#07 はじめてカメラを買うんですの巻 その7

今回の部員

コウノ 「いよいよわたしの番です!
 しょうじきなところ、
 一眼レフは大きいし、
 かわいくない気がしてて、
 勧めていただいたけど
 どうしよう‥‥」
「わたしは、もう、スッキリです。
 週末に買いに行こうかな!」
「わたしも週末にカメラやに行きたーい。
 けど、貯金が、なーい!」

講師

「甲野さんが一眼レフを
 好きになってくれたらうれしいなあ。
 彼女、ぜったいその素質があると、
 僕はにらんでいるんです」

司会

「一眼レフのデジタルカメラ、いいなあ。
 ぼくはフイルムの一眼レフを持ってて、
 大好きなんだけど、いろいろたいへんで」
シェフ ええっと、菅原さんが甲野に勧めるのは
ちっちゃい一眼レフに
パンケーキをそえて。
まぁ、かわいい。
なんだか、おいしそう。
コウノ

あのう‥‥

シェフ すみません、ふざけました。
菅原さんはパンケーキレンズ、
とおっしゃったのでした。
菅原 (笑)パンケーキのように薄い
レンズのことを指すんです。
ちょうど新製品にね、
そういうのがあって。
 
シェフ オリンパスのサイトにありました。
50mm相当のZUIKO DIGITAL 25mm F2.8、
というレンズが「パンケーキ」だそうです。
コウノ

ごじゅうみりそうとう。

ずいこー。
えふにいてんはち。
さんにん わかりません!
シェフ すみません。
菅原 デジタルの一眼レフカメラのレンズは、
ボディとは別売りなので、
比較的自由に選ぶことができるんです。
ぼくは基本的には
単焦点のレンズを勧めたいのだけれど、
そのなかでも、50mmという画角は、
むかしから「標準レンズ」と呼ばれていてね。
シェフ 菅原さん、そのおはなしは、
連載のなかで書かれておられます。
第34回で。
菅原 そうだった、そうだった。
で、F値というのはレンズの明るさで。
シェフ そのあたりのことは
この回に。
菅原 そう(笑)、でね、
つまり、このレンズは
「ごくごくふつうのレンズ」で、
しかも、とっても薄いレンズだと
思ったらいいです。
コウノ はぁ‥‥
シェフ 菅原さん、いま調べたら、
オリンパスのそれのほかに
ペンタックスにも
21mmF3.2で、32mm相当のレンズがあります。
菅原 ちょっと広角気味で、
それもすごく使いやすいと思うよ。
単焦点だし。
単焦点ってことは、
わたしが買おうとしているGRと
同じようなことですよね。
菅原 そう! レンズの焦点距離が、固定されている、
ズームレンズじゃないレンズのこと。
小型の一眼レフカメラに、
単焦点の薄いパンケーキレンズは、
機能としても僕のお勧めですし、
かたちとしてもとてもきれいです。
コウノ

広角っていうのは
広い範囲を撮れるレンズってことですよね。

シェフ そう。
連載の35回にもあるよ。

**データ内容**

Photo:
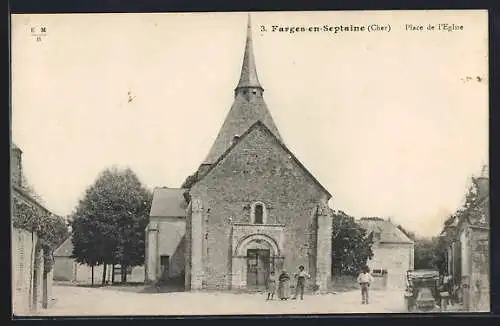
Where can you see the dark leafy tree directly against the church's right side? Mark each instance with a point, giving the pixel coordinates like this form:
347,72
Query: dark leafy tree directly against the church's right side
351,245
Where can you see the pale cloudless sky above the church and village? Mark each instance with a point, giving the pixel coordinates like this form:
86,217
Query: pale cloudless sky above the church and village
392,123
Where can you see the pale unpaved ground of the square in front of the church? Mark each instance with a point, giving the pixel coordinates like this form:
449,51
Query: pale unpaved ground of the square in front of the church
72,300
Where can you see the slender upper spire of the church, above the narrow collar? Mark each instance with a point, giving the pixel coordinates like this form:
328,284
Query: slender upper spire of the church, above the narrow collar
248,77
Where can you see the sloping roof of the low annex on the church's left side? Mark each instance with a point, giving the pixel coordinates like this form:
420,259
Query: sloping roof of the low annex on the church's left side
168,202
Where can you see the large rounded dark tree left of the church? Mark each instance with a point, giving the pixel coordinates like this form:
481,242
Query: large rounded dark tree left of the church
109,222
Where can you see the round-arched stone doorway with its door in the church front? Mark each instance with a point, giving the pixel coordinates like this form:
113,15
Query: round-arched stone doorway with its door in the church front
254,258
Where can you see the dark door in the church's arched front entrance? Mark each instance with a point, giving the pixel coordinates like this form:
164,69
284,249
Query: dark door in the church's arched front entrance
258,263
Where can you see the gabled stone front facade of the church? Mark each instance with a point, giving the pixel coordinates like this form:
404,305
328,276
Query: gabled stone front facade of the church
258,169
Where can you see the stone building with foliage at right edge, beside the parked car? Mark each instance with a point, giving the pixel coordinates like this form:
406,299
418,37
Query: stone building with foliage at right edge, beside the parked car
466,237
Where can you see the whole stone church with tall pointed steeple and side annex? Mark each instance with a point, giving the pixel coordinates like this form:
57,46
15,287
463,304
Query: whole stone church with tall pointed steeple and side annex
251,207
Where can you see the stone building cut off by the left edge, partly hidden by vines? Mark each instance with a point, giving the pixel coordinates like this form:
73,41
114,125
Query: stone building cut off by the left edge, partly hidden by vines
31,285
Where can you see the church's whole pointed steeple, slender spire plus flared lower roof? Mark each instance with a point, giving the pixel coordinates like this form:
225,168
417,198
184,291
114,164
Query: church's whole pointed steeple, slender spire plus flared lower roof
248,106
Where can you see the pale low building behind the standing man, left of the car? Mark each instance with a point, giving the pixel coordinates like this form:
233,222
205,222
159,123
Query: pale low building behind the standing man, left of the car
393,253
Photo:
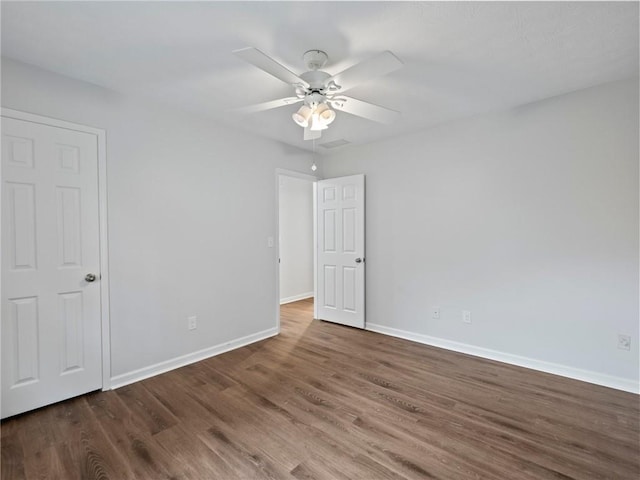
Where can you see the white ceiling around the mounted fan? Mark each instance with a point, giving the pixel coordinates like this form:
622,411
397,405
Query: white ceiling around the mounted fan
461,58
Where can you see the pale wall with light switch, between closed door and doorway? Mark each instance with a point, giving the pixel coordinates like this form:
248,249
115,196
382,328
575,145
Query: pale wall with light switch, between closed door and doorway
191,205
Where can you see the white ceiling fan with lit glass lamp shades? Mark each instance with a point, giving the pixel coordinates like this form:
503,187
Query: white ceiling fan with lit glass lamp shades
321,92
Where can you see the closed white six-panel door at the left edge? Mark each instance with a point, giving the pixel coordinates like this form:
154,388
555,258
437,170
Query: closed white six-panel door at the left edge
51,324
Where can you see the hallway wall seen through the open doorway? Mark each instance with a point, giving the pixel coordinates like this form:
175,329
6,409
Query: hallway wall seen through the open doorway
296,238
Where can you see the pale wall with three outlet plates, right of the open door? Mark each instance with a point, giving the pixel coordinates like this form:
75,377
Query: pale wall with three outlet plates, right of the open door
527,218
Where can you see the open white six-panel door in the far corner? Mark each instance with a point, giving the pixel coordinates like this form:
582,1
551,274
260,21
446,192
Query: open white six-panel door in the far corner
340,250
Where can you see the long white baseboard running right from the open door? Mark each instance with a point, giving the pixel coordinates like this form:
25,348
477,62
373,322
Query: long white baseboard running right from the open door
618,383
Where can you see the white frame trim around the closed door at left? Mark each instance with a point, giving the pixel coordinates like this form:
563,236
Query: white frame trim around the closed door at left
102,222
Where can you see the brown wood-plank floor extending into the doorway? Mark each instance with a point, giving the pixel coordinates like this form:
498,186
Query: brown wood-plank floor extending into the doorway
332,402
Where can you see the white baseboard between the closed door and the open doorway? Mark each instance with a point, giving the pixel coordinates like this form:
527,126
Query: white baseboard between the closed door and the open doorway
177,362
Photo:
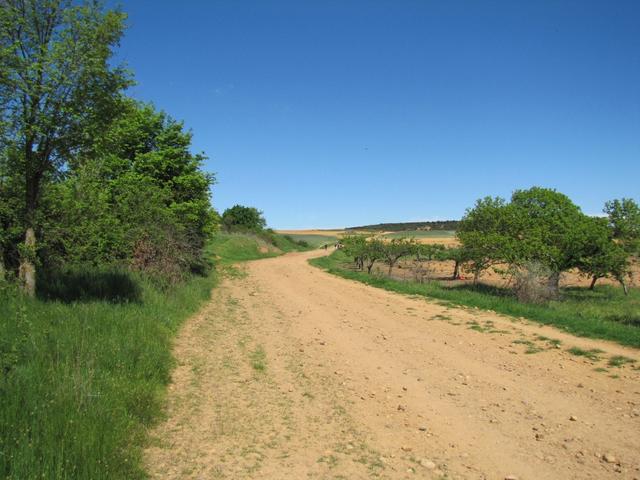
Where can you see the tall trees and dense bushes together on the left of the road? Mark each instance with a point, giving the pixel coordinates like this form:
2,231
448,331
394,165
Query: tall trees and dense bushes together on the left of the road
88,176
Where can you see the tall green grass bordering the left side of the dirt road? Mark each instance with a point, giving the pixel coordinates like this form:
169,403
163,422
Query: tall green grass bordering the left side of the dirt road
84,368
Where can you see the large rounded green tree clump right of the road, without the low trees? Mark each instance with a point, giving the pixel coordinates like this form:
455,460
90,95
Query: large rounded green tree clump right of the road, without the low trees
543,227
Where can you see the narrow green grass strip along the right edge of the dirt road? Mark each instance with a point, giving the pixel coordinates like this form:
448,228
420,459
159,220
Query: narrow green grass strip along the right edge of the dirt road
604,313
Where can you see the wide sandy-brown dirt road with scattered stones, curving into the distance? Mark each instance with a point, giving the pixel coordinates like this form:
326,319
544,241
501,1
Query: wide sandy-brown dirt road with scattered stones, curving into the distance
291,373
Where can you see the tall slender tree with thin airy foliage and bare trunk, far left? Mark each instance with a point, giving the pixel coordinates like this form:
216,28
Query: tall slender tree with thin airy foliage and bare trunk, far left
56,89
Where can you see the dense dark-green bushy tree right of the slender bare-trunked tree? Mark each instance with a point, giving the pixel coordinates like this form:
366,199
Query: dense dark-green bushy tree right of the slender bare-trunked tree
142,200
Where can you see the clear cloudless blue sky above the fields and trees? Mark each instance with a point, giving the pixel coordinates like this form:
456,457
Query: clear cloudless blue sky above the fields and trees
339,113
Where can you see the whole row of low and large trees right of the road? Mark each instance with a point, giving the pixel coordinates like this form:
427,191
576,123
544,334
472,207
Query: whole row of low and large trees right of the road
535,237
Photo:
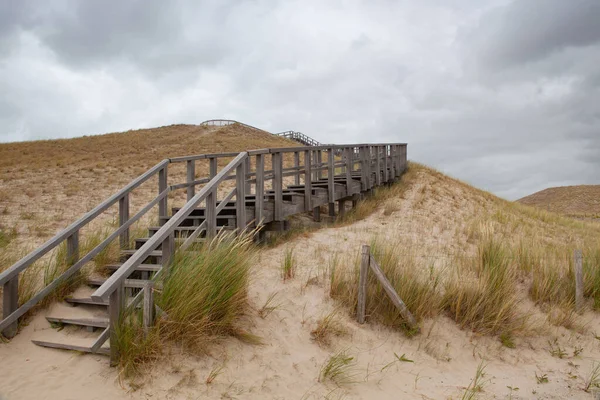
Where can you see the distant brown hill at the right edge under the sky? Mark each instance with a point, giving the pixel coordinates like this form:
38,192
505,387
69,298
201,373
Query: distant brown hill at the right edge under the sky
578,201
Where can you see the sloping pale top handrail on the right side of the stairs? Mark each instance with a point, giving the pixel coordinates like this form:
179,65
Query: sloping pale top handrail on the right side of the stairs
115,280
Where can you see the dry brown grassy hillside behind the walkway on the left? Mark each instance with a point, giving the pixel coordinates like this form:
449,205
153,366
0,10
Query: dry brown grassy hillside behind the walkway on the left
45,185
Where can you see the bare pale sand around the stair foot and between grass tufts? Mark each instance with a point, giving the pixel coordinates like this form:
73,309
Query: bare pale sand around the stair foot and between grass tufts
444,357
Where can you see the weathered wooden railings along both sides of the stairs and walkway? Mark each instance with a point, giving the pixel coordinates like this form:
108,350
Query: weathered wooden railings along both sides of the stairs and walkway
328,174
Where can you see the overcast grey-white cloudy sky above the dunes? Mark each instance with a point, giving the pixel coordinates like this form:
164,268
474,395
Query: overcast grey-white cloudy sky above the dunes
503,94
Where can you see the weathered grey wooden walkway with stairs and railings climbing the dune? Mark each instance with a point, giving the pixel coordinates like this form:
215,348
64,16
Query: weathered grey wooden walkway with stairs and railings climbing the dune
269,185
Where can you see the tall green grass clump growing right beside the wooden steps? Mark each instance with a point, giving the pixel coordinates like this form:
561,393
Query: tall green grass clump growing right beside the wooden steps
202,298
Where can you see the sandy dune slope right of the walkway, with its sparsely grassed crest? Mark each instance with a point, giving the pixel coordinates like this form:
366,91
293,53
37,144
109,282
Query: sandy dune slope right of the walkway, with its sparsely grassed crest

**課題**
抜粋のうち、「シェフ そのあたりのことは」を含む語句で始まり「それもすごく使いやすいと思うよ。」で終わる部分を、「ペンタックス」を「ニコン」に置き換えて示してください。

**回答**
シェフ そのあたりのことは
この回に。
菅原 そう(笑)、でね、
つまり、このレンズは
「ごくごくふつうのレンズ」で、
しかも、とっても薄いレンズだと
思ったらいいです。
コウノ はぁ‥‥
シェフ 菅原さん、いま調べたら、
オリンパスのそれのほかに
ニコンにも
21mmF3.2で、32mm相当のレンズがあります。
菅原 ちょっと広角気味で、
それもすごく使いやすいと思うよ。